- [TEXT SEGMENT]:
___
Before & After
By BRITTANY TATE The Brunswick News
For Chandra Kendall, losing weight was of dire importance to her health.
"Having siblings with diabetes, losing my father to heart disease, my mother to Alzheimer's and a brother to cancer, I realized I had to do something. At 44, it was time to make some changes," Kendall said.
Since starting her journey in July 2012, Kendall has lost 20 pounds with the help of her husband and trainer. This year, she is hoping to get stronger, to get toned, to maintain the weight loss, to continue to work out five to six days a week and to help keep others motivated who want to lose weight, as well.
"Many of us think we can do it on our own, fail, and then give up. You have to be motivated to make a change, whether it is a health issue, class reunion or vacation that inspires you to want to be different," Kendall said.
Kendall says losing weight is not the easiest goal to set, as many usually do at the beginning of a new year, but it is achievable.
"I highly recommend hiring a personal trainer who can at least get you on the right track and hold you accountable. It is a lot of hard work, and a trainer can help you set a realistic goal and an eating plan."
Kendall suggests modifying your eating as a first step.
"The diet is a very important component. You can't train hard and expect to lose weight unless you change your diet accordingly," she said. "Instead of the three meals a day, eat five times a day - smaller portions. The purpose of eating that often is to increase your metabolism and keep it going."
___
- [STORED DATA]:
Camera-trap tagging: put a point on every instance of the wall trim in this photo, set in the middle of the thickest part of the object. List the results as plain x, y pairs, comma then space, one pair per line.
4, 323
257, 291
___
- [REQUIRED ACTION 1]:
Answer these questions from the weight-loss article:
(a) How many pounds has Kendall lost since July 2012?
(b) At what age did Kendall decide it was time to make some changes?
(c) How many times a day does Kendall suggest eating instead of three meals?
- [REQUIRED ACTION 2]:
Write out the part of the weight-loss article from "Since starting her" up to and including "weight, as well.", word for word.
- [REQUIRED ACTION 3]:
Extend the article about Chandra Kendall's weight loss, picking up right after its last sentence.

- [EXERCISE RESULT 1]:
(a) 20 pounds
(b) 44
(c) Five times a day

- [EXERCISE RESULT 2]:
Since starting her journey in July 2012, Kendall has lost 20 pounds with the help of her husband and trainer. This year, she is hoping to get stronger, to get toned, to maintain the weight loss, to continue to work out five to six days a week and to help keep others motivated who want to lose weight, as well.

- [EXERCISE RESULT 3]:
A plan to consider is to work with a trainer two days a week and incorporate cardio for the other four days for at least 45 minutes to an hour each day.
Jan Kiss, a registered nurse and certified health and wellness coach of LifeChange Health and Wellness on St. Simons Island, agrees. She says making the decision to lose weight is not about deprivation or weight; it's about health.
She says getting acclimated to a weight management process can help individuals make more of a change that will lead to weight loss and healthier lifestyle changes.
"If you can't maintain within your lifestyles, it's not going to be sustainable," Kiss said. "It takes time for people to hardwire their brains, but once they start, the changes need to be small."
Kiss suggests a great way to start off would be making small changes in your daily routine, such as parking farther away from the store or using the stairs at work and incorporating motivators in your process.
This can turn your resolution into a long-term goal and eliminate quick weight loss plans that cause yo-yo dieting.
"People need a motivator and it can be as easy as signing up for an event. A pedometer is a great motivator and working with a buddy (works too)," she said. "Set up a goal that you can get to and you will see tangible results."
Experts say in order to lose weight, you have to burn more calories than you take in.
Since one pound equals 3,500 calories, you need to reduce your caloric intake by 500 to 1,000 calories per day to lose about one to two pounds per week. This is the most effective way to lose weight and keep it off.
Research has shown reducing caloric intake can be done in many ways, including keeping low-fat, low-sugar snacks on hand. Others include eating breakfast every day, adding whole grains into your daily diet, choosing fresh fruit over fruit juice, using fats and oils sparingly, and limiting food and beverages high in sugar.
Eating right is a great way to start off your weight loss plan, but exercising is needed to complete the journey.
Eric Taylor, owner of Taylor Made Training on St. Simons Island, says moderate exercise can help the body regulate more efficiently and can even ward off health problems like high blood pressure and high cholesterol.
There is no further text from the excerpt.